- **PROMPT 1**: Using the wafer-transfer excerpt, explain in one to three sentences why the load-lock chambers 5A to 5C are configured to switch between a vacuum state and an atmospheric state.
- **PROMPT 2**: According to the wafer-transfer excerpt, what does the orienter 23 measure?
- **PROMPT 3**: List the components that the wafer-transfer excerpt says the loader unit 7 includes.

- **SOURCE**:
═══
The wafer W is transferred between the vacuum side transfer chamber 3 and an atmospheric side transfer chamber 21 (to be described later) via the load-lock chambers 5A to 5C that are vacuum preliminary chambers. Therefore, the load-lock chambers 5A to 5C are configured to be switched between a vacuum state and an atmospheric state. In the load-lock chambers 5A to 5C, standby stages 6A to 6C, each for mounting thereon the wafer W, are installed. The wafer W is transferred between the vacuum side transfer chamber 3 and the atmospheric side transfer chamber 21 via the standby stages 6A to 6C.

The loader unit 7 includes: a transfer chamber 21 open to an atmospheric pressure; three load ports LP provided adjacent to the transfer chamber 21; and an orienter 23 provided adjacent to a side of the transfer chamber 21, the orienter 23 serving as an orientation measurement device for measuring an orientation of the wafer W. In the transfer chamber 21, the atmospheric side transfer unit 25 for transferring the wafer W is installed. Each of the load ports LP can mount a wafer cassette CR thereon. The wafer cassette CR is configured to accommodate a plurality of wafers W arranged in multiple levels spaced at a regular interval.

The transfer chamber 21 open to an atmospheric pressure has a substantially rectangular shape when seen from the top. The atmospheric side transfer unit 25 is configured to be moved in the directions indicated by arrows in FIG. 1 by a driving mechanism (not shown). The atmospheric side transfer unit 25 transfers the wafer W mounted on the forks 27 between the wafer cassettes CR on the load ports LP, the load-lock chambers 5A to 5C, and the orienter 23.
═══
Excerpts from a detection dataset
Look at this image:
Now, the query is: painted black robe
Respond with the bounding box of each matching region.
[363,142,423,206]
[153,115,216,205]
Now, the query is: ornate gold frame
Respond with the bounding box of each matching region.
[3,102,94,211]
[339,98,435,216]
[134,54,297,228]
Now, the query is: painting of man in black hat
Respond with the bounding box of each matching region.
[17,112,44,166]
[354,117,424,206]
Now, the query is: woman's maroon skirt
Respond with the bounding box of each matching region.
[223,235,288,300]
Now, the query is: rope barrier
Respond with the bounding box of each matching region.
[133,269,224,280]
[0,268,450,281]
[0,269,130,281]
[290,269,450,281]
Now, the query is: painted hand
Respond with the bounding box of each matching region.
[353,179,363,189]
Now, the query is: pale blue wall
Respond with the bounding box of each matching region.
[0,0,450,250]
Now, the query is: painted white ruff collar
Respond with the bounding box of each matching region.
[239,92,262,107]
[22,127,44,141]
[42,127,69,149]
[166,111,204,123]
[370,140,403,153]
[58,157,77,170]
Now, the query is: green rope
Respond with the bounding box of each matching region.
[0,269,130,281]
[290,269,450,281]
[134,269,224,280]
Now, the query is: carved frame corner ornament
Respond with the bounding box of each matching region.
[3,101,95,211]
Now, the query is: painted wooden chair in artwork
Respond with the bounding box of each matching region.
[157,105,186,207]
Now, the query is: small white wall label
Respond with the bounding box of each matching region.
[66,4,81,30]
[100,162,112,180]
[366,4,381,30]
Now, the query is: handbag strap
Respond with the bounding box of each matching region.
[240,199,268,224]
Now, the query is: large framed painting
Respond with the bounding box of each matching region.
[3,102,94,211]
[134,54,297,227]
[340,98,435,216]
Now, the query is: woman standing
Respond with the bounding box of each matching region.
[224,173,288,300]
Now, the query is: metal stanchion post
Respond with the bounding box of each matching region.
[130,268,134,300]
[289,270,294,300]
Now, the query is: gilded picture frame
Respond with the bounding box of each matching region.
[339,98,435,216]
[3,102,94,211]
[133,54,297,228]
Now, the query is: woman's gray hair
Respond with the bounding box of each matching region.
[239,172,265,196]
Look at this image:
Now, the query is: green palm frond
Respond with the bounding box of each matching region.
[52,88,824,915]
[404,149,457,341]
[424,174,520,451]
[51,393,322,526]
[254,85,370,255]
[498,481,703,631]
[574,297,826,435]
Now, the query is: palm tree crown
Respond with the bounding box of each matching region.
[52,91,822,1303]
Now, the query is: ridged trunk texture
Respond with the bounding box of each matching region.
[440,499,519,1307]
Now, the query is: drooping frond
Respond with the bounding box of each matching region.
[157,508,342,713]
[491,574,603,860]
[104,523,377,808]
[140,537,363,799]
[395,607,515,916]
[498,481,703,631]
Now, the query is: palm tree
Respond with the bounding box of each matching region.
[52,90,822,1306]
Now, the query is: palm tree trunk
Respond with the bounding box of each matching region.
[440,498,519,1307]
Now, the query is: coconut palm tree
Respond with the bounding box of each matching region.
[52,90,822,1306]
═══
- **RESPONSE 1**: The wafer W is transferred between the vacuum side transfer chamber 3 and the atmospheric side transfer chamber 21 through the load-lock chambers 5A to 5C, which are vacuum preliminary chambers. They therefore have to be switchable between a vacuum state and an atmospheric state.

- **RESPONSE 2**: It measures the orientation of the wafer W.

- **RESPONSE 3**:
- A transfer chamber 21 open to atmospheric pressure
- Three load ports LP adjacent to the transfer chamber 21
- An orienter 23 adjacent to a side of the transfer chamber 21